• _Records to use_:
-------

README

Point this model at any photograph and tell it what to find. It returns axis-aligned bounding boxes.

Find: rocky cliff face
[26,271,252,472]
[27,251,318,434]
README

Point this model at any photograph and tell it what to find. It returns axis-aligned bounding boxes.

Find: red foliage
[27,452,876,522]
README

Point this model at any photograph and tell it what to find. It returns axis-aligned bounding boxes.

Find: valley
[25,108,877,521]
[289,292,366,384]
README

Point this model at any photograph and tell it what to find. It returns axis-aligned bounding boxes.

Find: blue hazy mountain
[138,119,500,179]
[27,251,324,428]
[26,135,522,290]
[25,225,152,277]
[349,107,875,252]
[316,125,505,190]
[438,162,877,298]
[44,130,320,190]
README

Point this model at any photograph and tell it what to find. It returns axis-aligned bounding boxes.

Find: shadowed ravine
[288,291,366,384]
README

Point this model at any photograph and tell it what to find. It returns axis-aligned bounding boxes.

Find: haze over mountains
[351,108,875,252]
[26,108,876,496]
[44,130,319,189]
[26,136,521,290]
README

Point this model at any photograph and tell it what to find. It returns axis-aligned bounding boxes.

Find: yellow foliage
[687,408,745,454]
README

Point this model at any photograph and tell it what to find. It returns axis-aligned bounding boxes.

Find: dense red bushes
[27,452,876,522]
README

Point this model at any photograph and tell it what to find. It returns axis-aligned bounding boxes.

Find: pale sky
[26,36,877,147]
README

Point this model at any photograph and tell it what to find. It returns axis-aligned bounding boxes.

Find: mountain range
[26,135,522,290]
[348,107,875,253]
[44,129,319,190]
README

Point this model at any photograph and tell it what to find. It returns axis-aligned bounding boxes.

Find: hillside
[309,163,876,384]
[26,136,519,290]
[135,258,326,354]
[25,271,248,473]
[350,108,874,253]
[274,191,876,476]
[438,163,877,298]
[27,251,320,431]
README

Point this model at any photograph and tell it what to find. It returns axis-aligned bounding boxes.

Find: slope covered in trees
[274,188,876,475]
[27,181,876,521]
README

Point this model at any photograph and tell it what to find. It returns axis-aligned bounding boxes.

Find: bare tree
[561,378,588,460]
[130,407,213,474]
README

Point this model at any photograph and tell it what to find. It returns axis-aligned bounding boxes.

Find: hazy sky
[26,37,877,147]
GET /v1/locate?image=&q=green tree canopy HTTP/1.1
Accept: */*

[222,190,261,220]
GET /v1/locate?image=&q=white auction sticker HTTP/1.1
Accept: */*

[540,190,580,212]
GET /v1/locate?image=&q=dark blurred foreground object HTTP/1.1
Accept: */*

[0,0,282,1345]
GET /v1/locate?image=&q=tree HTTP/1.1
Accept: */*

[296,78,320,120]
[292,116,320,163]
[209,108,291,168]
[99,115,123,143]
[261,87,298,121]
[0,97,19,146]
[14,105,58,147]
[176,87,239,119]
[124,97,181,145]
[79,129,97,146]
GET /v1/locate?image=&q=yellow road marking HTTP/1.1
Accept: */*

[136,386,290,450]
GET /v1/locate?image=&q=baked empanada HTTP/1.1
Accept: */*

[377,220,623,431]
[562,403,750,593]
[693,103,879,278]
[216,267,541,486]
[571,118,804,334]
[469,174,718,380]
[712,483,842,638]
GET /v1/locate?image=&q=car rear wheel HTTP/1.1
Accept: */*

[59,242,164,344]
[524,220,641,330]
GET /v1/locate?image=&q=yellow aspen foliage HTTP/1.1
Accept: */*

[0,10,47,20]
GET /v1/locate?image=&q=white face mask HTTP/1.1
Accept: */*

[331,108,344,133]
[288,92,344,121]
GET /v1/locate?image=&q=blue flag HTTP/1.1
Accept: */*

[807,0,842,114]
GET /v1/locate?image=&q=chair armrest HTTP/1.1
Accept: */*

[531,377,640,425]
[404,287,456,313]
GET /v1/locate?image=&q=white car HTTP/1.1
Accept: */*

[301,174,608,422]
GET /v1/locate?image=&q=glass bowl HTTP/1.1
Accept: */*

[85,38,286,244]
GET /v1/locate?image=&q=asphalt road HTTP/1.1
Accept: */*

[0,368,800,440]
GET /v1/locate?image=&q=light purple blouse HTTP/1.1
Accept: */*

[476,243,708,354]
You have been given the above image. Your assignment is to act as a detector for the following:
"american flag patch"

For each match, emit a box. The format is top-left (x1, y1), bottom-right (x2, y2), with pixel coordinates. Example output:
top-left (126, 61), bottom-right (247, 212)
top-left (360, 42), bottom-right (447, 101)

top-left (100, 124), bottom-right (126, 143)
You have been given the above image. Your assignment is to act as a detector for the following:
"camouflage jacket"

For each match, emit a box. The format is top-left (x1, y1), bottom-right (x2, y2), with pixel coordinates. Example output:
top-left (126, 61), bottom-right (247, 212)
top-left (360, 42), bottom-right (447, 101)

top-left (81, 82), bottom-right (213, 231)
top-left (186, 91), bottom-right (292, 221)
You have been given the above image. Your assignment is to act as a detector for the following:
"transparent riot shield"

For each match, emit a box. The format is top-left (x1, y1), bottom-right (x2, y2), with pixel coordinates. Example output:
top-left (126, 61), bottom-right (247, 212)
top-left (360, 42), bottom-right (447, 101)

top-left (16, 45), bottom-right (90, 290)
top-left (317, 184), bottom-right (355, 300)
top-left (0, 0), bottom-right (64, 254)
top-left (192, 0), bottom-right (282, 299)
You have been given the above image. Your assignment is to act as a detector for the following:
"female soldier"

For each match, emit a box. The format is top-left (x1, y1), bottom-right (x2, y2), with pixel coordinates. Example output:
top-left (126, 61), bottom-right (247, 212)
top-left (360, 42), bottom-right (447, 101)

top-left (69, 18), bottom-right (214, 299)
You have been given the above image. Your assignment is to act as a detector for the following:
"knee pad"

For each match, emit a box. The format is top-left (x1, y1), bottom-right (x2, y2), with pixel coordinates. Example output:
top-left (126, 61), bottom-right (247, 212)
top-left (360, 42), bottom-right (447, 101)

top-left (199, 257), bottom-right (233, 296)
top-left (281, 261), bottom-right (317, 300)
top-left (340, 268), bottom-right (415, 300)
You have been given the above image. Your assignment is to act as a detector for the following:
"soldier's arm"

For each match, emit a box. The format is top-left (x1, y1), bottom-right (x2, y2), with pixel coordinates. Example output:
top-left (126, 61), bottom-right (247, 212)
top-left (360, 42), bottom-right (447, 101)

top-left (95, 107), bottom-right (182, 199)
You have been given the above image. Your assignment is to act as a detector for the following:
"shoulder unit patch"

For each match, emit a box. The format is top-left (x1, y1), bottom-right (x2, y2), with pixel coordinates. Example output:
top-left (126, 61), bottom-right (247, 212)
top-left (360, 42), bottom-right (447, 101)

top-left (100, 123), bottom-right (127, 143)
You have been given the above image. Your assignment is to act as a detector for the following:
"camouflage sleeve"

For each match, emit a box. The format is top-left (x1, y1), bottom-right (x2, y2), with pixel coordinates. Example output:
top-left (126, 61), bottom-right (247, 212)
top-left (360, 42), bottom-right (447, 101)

-------

Transcribe the whole listing with nothing added or left out.

README

Point this model at any photograph and tell it what to find. It returns axis-aligned bounding boxes.

Find: rocky cliff face
[26,271,252,472]
[27,251,318,434]
README

Point this model at any photograph and tell it what to find. It returns axis-aligned bounding boxes.

Find: red foliage
[27,452,876,522]
README

Point this model at any photograph and tell it what to find. It returns axis-aligned bounding boxes.

Find: valley
[25,108,877,521]
[289,292,366,384]
README

Point this model at any photograph and tell it what to find. It returns axis-aligned bounding boxes.

Find: blue hazy mountain
[138,119,500,179]
[27,251,324,428]
[26,135,522,290]
[25,225,152,277]
[349,107,875,252]
[316,125,505,190]
[438,162,877,298]
[44,130,320,190]
README

Point this model at any photograph and tell it what to find. It returns axis-aligned bounding boxes.

Find: shadowed ravine
[288,291,366,384]
README

Point this model at any photograph and tell it what to find. It returns axis-aligned bounding boxes.

Find: haze over mountains
[351,108,875,252]
[26,108,876,496]
[44,130,319,189]
[26,136,521,290]
README

Point this model at any photograph and tell it what to find. It returns axis-aligned bounding boxes.

Find: yellow foliage
[687,408,745,454]
README

Point this model at any photograph and tell it what to find. It returns axis-aligned bounding boxes.

Find: dense red bushes
[27,452,876,522]
README

Point this model at any photograph and tell it what to find. It returns axis-aligned bounding boxes.

Find: pale sky
[26,36,877,147]
README

Point this model at any photograph and tell it what to find. It returns axis-aligned bounding boxes.

Find: mountain range
[26,135,522,290]
[348,107,875,253]
[44,129,319,190]
README

Point this model at any photograph and tell it what to find. It returns axis-aligned bounding boxes.

Find: hillside
[309,163,876,384]
[26,136,519,290]
[135,258,326,354]
[25,271,248,473]
[350,108,874,253]
[274,191,876,476]
[438,163,877,298]
[27,251,320,431]
README

Point this model at any photograph and tell it what to find. It returns axis-aligned bounding boxes.

Find: slope covered in trees
[274,188,876,475]
[27,181,876,521]
README

Point this model at any photograph and tell it what to find. It returns axis-aligned bounding boxes.

Find: bare tree
[561,378,588,460]
[130,407,213,474]
README

Point this model at any photograph and tell it what to find. It returns axis-aligned bounding boxes.

Find: hazy sky
[26,37,877,147]
GET /v1/locate?image=&q=green tree canopy HTTP/1.1
Accept: */*

[222,190,261,220]
GET /v1/locate?image=&q=white auction sticker HTTP/1.1
Accept: */*

[540,190,580,212]
GET /v1/locate?image=&q=dark blurred foreground object HTTP/1.1
Accept: */*

[0,0,282,1345]
GET /v1/locate?image=&q=tree HTTP/1.1
Accept: */*

[296,78,320,120]
[292,116,320,163]
[209,108,291,168]
[99,115,123,143]
[261,87,298,121]
[0,97,19,146]
[14,105,58,147]
[176,87,239,119]
[124,97,181,145]
[79,129,97,146]
GET /v1/locate?image=&q=yellow road marking HTTP/1.1
Accept: */*

[136,386,290,450]
GET /v1/locate?image=&q=baked empanada HTTP/1.1
Accept: */*

[377,220,623,431]
[562,403,750,593]
[693,103,879,278]
[216,267,541,486]
[571,118,804,334]
[469,174,718,380]
[712,483,842,638]
GET /v1/locate?image=&q=car rear wheel HTTP/1.1
Accept: */*

[59,242,164,344]
[524,220,641,330]
GET /v1/locate?image=&q=yellow aspen foliage HTTP/1.1
Accept: */*

[0,10,47,20]
GET /v1/locate?image=&q=white face mask HTTP/1.1
Accept: */*

[331,108,344,133]
[288,92,344,121]
GET /v1/locate?image=&q=blue flag HTTP/1.1
Accept: */*

[807,0,842,114]
GET /v1/locate?image=&q=chair armrest HTTP/1.1
Accept: */*

[531,377,640,425]
[404,287,456,313]
GET /v1/locate?image=&q=white car HTTP/1.1
Accept: */*

[301,174,608,422]
GET /v1/locate?image=&q=glass bowl HTTP/1.1
Accept: */*

[85,38,286,244]
GET /v1/locate?image=&q=asphalt road HTTP/1.1
Accept: */*

[0,368,800,440]
GET /v1/locate?image=&q=light purple blouse HTTP/1.1
Accept: */*

[476,243,708,354]
You have been given the above image. Your assignment is to act as a detector for the following:
"american flag patch"

For each match, emit a box. The format is top-left (x1, y1), bottom-right (x2, y2), with pixel coordinates. Example output:
top-left (126, 61), bottom-right (247, 212)
top-left (360, 42), bottom-right (447, 101)

top-left (100, 124), bottom-right (126, 143)
You have been given the above image. Your assignment is to act as a detector for the following:
"camouflage jacket"

For each match, emit a box. The format is top-left (x1, y1), bottom-right (x2, y2), with pixel coordinates. Example output:
top-left (126, 61), bottom-right (247, 212)
top-left (360, 42), bottom-right (447, 101)

top-left (81, 82), bottom-right (213, 231)
top-left (186, 91), bottom-right (292, 221)
You have been given the above image. Your assignment is to act as a detector for the following:
"transparent riot shield"

For each match, emit a box. The format is top-left (x1, y1), bottom-right (x2, y2), with pixel coordinates. Example output:
top-left (126, 61), bottom-right (247, 212)
top-left (360, 42), bottom-right (447, 101)

top-left (16, 45), bottom-right (90, 290)
top-left (317, 184), bottom-right (355, 300)
top-left (0, 0), bottom-right (64, 254)
top-left (192, 0), bottom-right (282, 299)
You have been given the above image. Your assignment is to act as a detector for the following:
"female soldier"

For each match, emit a box. The format is top-left (x1, y1), bottom-right (x2, y2), with pixel coordinates. Example output:
top-left (126, 61), bottom-right (247, 212)
top-left (360, 42), bottom-right (447, 101)

top-left (69, 18), bottom-right (214, 299)
You have been given the above image. Your assignment is to act as a detector for the following:
"knee pad"

For each match, emit a box. The format is top-left (x1, y1), bottom-right (x2, y2), with pixel coordinates. Example output:
top-left (126, 61), bottom-right (247, 212)
top-left (360, 42), bottom-right (447, 101)

top-left (199, 257), bottom-right (233, 296)
top-left (281, 261), bottom-right (317, 300)
top-left (340, 268), bottom-right (415, 300)
You have been given the above image. Your assignment is to act as a detector for the following:
"soldier's arm"

For each match, emit a box. The format is top-left (x1, y1), bottom-right (x2, y2), with pixel coordinates. Example output:
top-left (126, 61), bottom-right (247, 212)
top-left (360, 42), bottom-right (447, 101)

top-left (95, 107), bottom-right (182, 199)
You have been given the above image. Your assignment is to act as a detector for the following:
"shoulder unit patch"

For each match, emit a box. The format is top-left (x1, y1), bottom-right (x2, y2), with pixel coordinates. Example output:
top-left (126, 61), bottom-right (247, 212)
top-left (360, 42), bottom-right (447, 101)

top-left (100, 123), bottom-right (127, 143)
You have been given the above image. Your assignment is to act as a detector for the following:
"camouflage sleeve"

For each match, emit a box. The format is top-left (x1, y1), bottom-right (x2, y2), with pixel coordinates. Example output:
top-left (126, 61), bottom-right (247, 212)
top-left (360, 42), bottom-right (447, 101)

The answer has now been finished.